Is the force of friction constant here?

azizlwl

It is the sum of energy taking small mass dm across the rough surface.
μgƩxdm where dm/dx=ρ
x varies from 0 to L
From this you can find the definite integral.

voko

There is not enough information. To see that, imagine the entire chain is on a smooth surface. The work of friction is zero, so the entire work must be equal to the kinetic energy at distance L. But the velocity cannot be determined because the total mass cannot be determined.

Tanya Sharma

The force of friction on chain is μN ,where N =(mass of chain on rough surface) ×g=ρxg.Thus frictional force at any instant when chain of length x is on rough surface is μρxg.But now as the chain is being pulled to right ,the length x decreases , hence frictional force decreases continually.Now i am not able to calculate the work done by this variable frictional force .What should be the limits of x when we consider dx displacement.Please reply...

Tanya Sharma

i feel sufficient information is provided.here mass per unit length ρ is provided.

Pranav-Arora

Care to check azizlwl's reply, Tanya.

Tanya Sharma

I dont understand azizlwl's reply.Kindly explain

Pranav-Arora

You got the force of friction right. Find the work done by force of friction for small displacement dx. Integrate it from x=0 to x=L.

*Challenge*.
Extend the forum thread about the frictional work on a chain dragged across a rough surface, beginning after its final post.

*Extracted material*.
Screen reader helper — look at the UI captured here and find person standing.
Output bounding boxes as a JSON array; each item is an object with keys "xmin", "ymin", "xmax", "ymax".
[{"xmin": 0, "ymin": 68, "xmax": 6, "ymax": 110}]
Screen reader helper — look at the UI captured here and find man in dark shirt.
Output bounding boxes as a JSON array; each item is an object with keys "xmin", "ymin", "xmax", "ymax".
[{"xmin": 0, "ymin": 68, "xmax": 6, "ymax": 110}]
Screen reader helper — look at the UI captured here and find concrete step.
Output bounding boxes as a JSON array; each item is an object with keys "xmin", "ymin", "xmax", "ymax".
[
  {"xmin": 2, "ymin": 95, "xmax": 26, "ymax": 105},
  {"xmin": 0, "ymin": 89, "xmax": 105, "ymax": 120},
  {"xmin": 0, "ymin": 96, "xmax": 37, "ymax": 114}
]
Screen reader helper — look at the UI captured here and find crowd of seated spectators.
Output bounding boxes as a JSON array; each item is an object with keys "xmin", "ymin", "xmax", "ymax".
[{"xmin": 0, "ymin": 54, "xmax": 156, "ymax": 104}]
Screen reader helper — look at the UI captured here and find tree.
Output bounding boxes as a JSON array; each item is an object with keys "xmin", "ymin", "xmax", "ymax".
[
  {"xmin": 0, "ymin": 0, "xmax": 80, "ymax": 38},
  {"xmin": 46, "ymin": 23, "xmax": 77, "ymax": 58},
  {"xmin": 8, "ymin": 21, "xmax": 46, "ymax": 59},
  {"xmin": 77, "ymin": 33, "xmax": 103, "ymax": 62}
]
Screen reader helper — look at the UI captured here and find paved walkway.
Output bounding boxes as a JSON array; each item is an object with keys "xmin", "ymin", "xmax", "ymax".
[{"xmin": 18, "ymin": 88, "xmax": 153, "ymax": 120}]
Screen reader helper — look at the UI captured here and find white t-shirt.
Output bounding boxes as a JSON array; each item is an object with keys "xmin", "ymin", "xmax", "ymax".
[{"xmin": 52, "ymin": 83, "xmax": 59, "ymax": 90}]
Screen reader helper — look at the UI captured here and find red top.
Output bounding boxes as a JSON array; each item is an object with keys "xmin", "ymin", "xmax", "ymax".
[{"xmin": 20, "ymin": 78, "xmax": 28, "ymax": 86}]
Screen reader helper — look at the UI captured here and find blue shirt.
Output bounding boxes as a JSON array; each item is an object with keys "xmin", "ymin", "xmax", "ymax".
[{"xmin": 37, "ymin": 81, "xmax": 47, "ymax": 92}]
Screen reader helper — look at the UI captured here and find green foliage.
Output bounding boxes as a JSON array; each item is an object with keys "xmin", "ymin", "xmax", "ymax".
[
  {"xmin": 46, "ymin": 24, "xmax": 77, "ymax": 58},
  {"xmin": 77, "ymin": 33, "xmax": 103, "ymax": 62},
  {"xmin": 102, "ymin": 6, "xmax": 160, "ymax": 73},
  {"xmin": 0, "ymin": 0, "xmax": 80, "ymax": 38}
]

*Written response*.
Tanya Sharma

why integrate from x=0 to x=L.This is the portion on smooth surface.

Pranav-Arora

Yes, it is. We have to find the work done by the force of friction when x=L i.e. L length of the chain is on the smooth surface now.

Tanya Sharma

hey Pranav...plz can u give a detailed explaination.thanks. i feel limits should be between length and length - L coz intially length (full chain)was on rough surface and finally L moves to smooth surface so length - L remains on rough surface so technically we should integrate between the limits length to lenth - L.Plz help.

azizlwl

What is the total length of the chain?
I made assumption length=L.

ehild

The force acts at the right end of the chain, and the displacement of that point can be called x. x changes from zero to L, length of the chain. If the right end is at position x, L-x long piece of chain is on the rough surface. The force of friction, as you wrote correctly is proportional to the length on the rough surface. So the total force is F_t=F-μρ(L-x)g. The work of the total force is
[tex]W=\int_0^L{F_tdx}=\int_0^L{\left(F-\mu \rho g (L-x)\right)dx}[/tex].
According to the Work-Energy Theorem the work is equal to the change of kinetic energy.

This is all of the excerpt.